═══ PASAJE DE LECTURA
El resentimiento impide imaginar un proyecto común basado en el diálogo, la colaboración y el intercambio. Como una versión doméstica de Carlos Marx, la Presidenta no cree en las bondades de esos esfuerzos colectivos, pues serían formas de ocultar que siempre el poderoso abusa del más débil.
Según su visión, las dificultades de la Argentina se originan en enemigos internos o externos que obstaculizan nuestro destino de grandeza. Y el mérito del gobernante consiste en señalarlos con el dedo para que caiga sobre ellos la maldición presidencial.
Conforme a los volubles impulsos de Hybris, caen provocaciones contra los medios supuestamente hegemónicos. Llueven denuestos contra el campo y la Sociedad Rural. Se demoniza al «traidor» Julio Cobos, al quejoso Paolo Rocca, al lenguaraz Juan José Aranguren, al silencioso Alfredo Coto y hasta al empresario inmobiliario José Toselli, por hablar de la desaceleración económica. Se exorciza al imperio estadounidense, a la perversa Albión y hasta al Estado de Israel. No se ahorran insultos contra el aborrecido juez Thomas Griesa y los voraces fondos buitre. Tampoco contra el vapuleado Fondo Monetario Internacional y la Alemania de Angela Merkel, eficiente e insensible. Se castiga a Cristóbal Colón, quien no descubrió nada, aunque los Fernández hayan venido gracias a él. Se estigmatiza al general Julio Argentino Roca. Se maltrata a Mauricio Macri, el oponente más deseado, como se maltrató al cardenal Jorge Bergoglio incluso hasta unas horas después de que se convirtiera en Papa, aunque ahora se lo busque con inusitada frecuencia para una foto.
La lista de enemigos continúa con el banco HSBC, el Financial Times, The Wall Street Journal, las calificadoras de crédito, los economistas, los encuestadores, el Barrio Norte -Puerto Madero goza de fueros porque el barrio tiene una altísima densidad de funcionarios… y los oligarcas sedentarios que sufren diabetes por comer en exceso.
Las mujeres no se libran de las invectivas presidenciales. Allí van Elisa Carrió y Graciela Ocaña, denunciantes crónicas. También Mirtha Legrand, cuyo prestigio e influencia no pueden comprarse como otras aplaudidoras.
El sarcasmo ha sido el instrumento para molestar a los miembros de la Corte Carlos Fayt y Ricardo Lorenzetti. Más explícitas han sido las atropelladas contra el juez federal Claudio Bonadio y contra los fiscales Alberto Nisman, cuya sospechosa muerte no le permitió defender su denuncia en los tribunales, y Gerardo Policita, quien se atrevió a hacerlo, inútilmente. La chaveta salta más asiduamente cuando el kirchnerismo se siente amenazado y entonces actúa en forma directa. Ese fue el caso del procurador general de Santa Cruz Eduardo Sosa -separado por Néstor Kirchner cuando era gobernador de Santa Cruz en 1995- hasta los casos de Esteban Righi, Manuel Garrido, José María Campagnoli o Luis Cabral en tiempos más recientes.
══════
═══ MATERIAL PROPORCIONADO
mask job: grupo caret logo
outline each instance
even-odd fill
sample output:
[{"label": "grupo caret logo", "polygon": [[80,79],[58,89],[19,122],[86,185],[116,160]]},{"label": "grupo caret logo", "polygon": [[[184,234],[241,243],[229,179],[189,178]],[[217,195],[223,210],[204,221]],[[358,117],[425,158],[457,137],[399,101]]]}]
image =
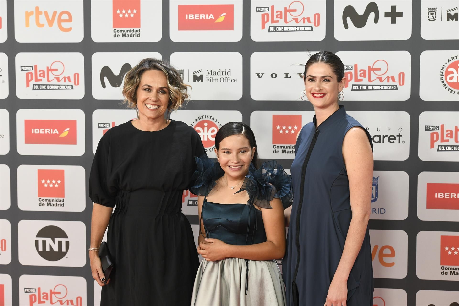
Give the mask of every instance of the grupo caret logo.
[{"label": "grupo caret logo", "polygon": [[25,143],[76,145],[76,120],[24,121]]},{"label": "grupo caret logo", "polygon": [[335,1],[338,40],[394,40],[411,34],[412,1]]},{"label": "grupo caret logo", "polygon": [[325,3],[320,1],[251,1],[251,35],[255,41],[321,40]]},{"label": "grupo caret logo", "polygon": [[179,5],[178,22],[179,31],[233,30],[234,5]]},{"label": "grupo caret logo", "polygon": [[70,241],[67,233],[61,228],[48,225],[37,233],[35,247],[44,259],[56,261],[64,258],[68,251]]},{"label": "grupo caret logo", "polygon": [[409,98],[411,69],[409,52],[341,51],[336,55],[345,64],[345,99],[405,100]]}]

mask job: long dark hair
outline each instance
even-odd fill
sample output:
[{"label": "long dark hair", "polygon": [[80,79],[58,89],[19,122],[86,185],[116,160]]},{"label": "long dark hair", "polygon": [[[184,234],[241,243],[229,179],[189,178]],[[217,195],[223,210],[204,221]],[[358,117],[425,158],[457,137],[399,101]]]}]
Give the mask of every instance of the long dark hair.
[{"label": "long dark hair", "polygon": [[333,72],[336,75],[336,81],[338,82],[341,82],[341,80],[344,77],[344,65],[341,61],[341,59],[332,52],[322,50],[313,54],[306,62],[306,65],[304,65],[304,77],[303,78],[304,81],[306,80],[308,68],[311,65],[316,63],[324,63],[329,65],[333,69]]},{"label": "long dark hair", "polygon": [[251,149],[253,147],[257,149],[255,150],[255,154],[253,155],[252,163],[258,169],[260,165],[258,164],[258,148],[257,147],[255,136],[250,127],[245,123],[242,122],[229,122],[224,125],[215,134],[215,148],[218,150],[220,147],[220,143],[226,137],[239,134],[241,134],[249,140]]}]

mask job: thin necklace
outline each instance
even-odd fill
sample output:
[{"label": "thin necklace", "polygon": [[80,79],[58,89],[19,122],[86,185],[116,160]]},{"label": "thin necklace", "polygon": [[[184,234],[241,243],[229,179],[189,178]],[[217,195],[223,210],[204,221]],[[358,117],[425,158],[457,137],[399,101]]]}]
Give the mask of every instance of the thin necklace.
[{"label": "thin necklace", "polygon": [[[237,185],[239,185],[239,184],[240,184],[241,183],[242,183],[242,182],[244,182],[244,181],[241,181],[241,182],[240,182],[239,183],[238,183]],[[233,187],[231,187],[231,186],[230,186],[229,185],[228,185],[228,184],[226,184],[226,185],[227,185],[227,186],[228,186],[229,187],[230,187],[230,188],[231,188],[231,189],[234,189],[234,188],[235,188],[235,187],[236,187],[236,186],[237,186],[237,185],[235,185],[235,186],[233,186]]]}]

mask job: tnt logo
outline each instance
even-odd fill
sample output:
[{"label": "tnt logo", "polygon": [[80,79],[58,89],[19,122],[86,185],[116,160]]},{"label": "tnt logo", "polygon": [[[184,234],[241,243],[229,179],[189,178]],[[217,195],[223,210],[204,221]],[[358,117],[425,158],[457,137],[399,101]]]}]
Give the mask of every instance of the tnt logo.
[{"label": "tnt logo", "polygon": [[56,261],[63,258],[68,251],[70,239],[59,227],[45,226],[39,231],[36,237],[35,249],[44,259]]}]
══════
• PROBLEMAS POR RESOLVER:
a. Responda estas preguntas sobre el texto acerca de los enemigos señalados por la Presidenta:
(i) ¿Por qué motivo se demoniza al empresario inmobiliario José Toselli?
(ii) ¿Qué instrumento se ha empleado para molestar a los miembros de la Corte Carlos Fayt y Ricardo Lorenzetti?
(iii) ¿En qué año separó Néstor Kirchner al procurador general de Santa Cruz Eduardo Sosa?
b. Transcriba con total fidelidad el fragmento del texto sobre los enemigos de la Presidenta comprendido entre "Según su visión, las" y "la maldición presidencial.", ambos incluidos.
c. Prosiga el texto sobre los enemigos señalados por la Presidenta a partir de su última oración.

• RESULTADOS POR TAREA:
a.
(i) Por hablar de la desaceleración económica.
(ii) El sarcasmo.
(iii) En 1995.

b.
Según su visión, las dificultades de la Argentina se originan en enemigos internos o externos que obstaculizan nuestro destino de grandeza. Y el mérito del gobernante consiste en señalarlos con el dedo para que caiga sobre ellos la maldición presidencial.

c.
«A mí no van a extorsionar, a mí no me van a intimidar, yo no les tengo miedo», vociferó la Presidenta y a renglón seguido dispuso la disolución de la SIDE y la creación de la nueva Agencia Federal de Inteligencia, transfiriendo el sistema de «escuchas» al Ministerio Público Fiscal, de su amiga Alejandra Gils Carbó, y anegando la nueva oficina con afiliados a La Cámpora.
Ella aborrece a los periodistas independientes, que hacen públicos sus escándalos y debilidades. Le ponen los pelos de punta los artistas o directores ingobernables, como Ricardo Darín o Juan José Campanella. Y la sacó de quicio Marcelo Tinelli, al intentar tomar el Fútbol para Todos. Cuando aquél cruzó la raya, la Presidenta le bajó el pulgar y soltó una frase que la explica mejor que toda esta opinión editorial: «Se creyó que tiene más poder que yo». Un equivalente de otra recordada advertencia: «Mis funcionarios deben temer sólo a Dios, y un poquitito a mí».
El resentimiento la lleva a ensañarse con los «traidores», como Alberto Fernández, Sergio Massa, Miguel Bonasso, Martín Redrado o Roberto Lavagna. Y con los desobedientes, como Florencio Randazzo, Juan Carlos Fábrega o Waldo Farías y Santiago Carnero, los dos directores del Banco Central que fueron removidos por no apoyar la sanción contra el HSBC. También, con quienes juegan a serlo, como el candidato Daniel Scioli.
No se debe manejar un país a partir del resentimiento y el rencor. La estrategia divisiva puede ser eficaz para acumular poder y ganar elecciones, pero ese poder acumulado, cuando la sociedad está dividida, desalienta las iniciativas, paraliza la creación colectiva y conduce inexorablemente al enfrentamiento y a la decadencia moral y material.
El poder acumulado a partir del odio sólo sirve para copar los cargos públicos con amigos y utilizar las reparticiones para hacer negocios.
Ningún país puede avanzar sobre la base de la fractura y la división. Hacer funcionar una nación, compuesta de personas diversas, con ideas distintas y objetivos disímiles, requiere encontrar fórmulas de convivencia para que todos los engranajes se coordinen entre sí, a pesar de las diferencias.
La habilidad política no consiste en lograr ovaciones para el corto plazo, sino fórmulas duraderas, que permitan acuerdos sustentables a través del tiempo, basados en un sólido capital social que una a los argentinos. Quienes nos gobiernan no pueden conducir la Nación conforme a sus estados emocionales, pues el país podría terminar como el vuelo 9525 de Germanwings. Aunque en la cordillera de los Andes.